» Trecho selecionado:
#####

A cidade de Balneário Piçarras, no litoral norte de Santa Catarina, vai ampliar novamente a faixa de areia da sua Praia Central, numa tentativa de combater os efeitos da erosão costeira e atrair mais turistas para a temporada de verão. Com investimento previsto de R$ 38,289 milhões, essa será a quarta intervenção em menos de 30 anos na orla do município, que já passou por obras semelhantes em 1998, 2008 e 2012.

A nova obra, cujo edital está aberto até o dia 5 de setembro, pretende engordar dois dos sete quilômetros da orla da cidade. O prazo para conclusão da intervenção será de 70 dias após a assinatura do contrato com a empresa vencedora, mas ainda não há data definida para o início dos trabalhos. “Temos problemas na nossa orla com ressaca marítima e já sofremos com isso há alguns anos”, explicou o prefeito Tiago Baltt (MDB), ao comentar a motivação para a obra.

#####

» Dados fornecidos:
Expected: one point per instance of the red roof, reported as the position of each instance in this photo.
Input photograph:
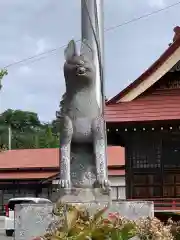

#####

» Requisitos:
1. Com base no texto sobre a orla de Balneário Piçarras, explique em uma a três frases por que a cidade vai ampliar a faixa de areia da Praia Central.
2. Continue o texto sobre a orla de Balneário Piçarras a partir da última frase apresentada.

» Respostas por tarefa:
1. A ampliação da faixa de areia da Praia Central busca combater os efeitos da erosão costeira e atrair mais turistas para a temporada de verão. Segundo o prefeito Tiago Baltt, a orla da cidade sofre há alguns anos com problemas de ressaca marítima.

2.
O processo envolve o uso de dragas, embarcações especializadas que retiram sedimentos do fundo do mar e os depositam na orla, em um aterro artificial que aumenta a largura da faixa de areia. A estratégia tem sido usada também em outras cidades catarinenses, como Balneário Camboriú e Florianópolis, e é cada vez mais comum em regiões turísticas com alta pressão urbanística e vulnerabilidade costeira.

Segundo a prefeitura, além de conter os danos causados pela erosão provocada pelas mudanças climáticas, a obra tem como objetivo valorizar a orla, aumentar a segurança pública em áreas de lazer e impulsionar o turismo durante o verão. A expectativa é que o novo espaço possa atrair mais visitantes e gerar empregos temporários, sobretudo em setores como comércio e hotelaria. “O alargamento da faixa de areia também é uma ferramenta de desenvolvimento econômico”, defendeu o prefeito Tiago Baltt.

A proposta, no entanto, enfrenta desafios desde 2017, quando a prefeitura começou a discutir publicamente a nova engorda. Já foram lançados três editais desde então. O primeiro fracassou por falta de interessados. O segundo foi suspenso após suspeita de sobrepreço, o orçamento era de R$ 24 milhões, mas os lances superaram os R$ 32 milhões, e o Tribunal de Contas do Estado embargou o processo.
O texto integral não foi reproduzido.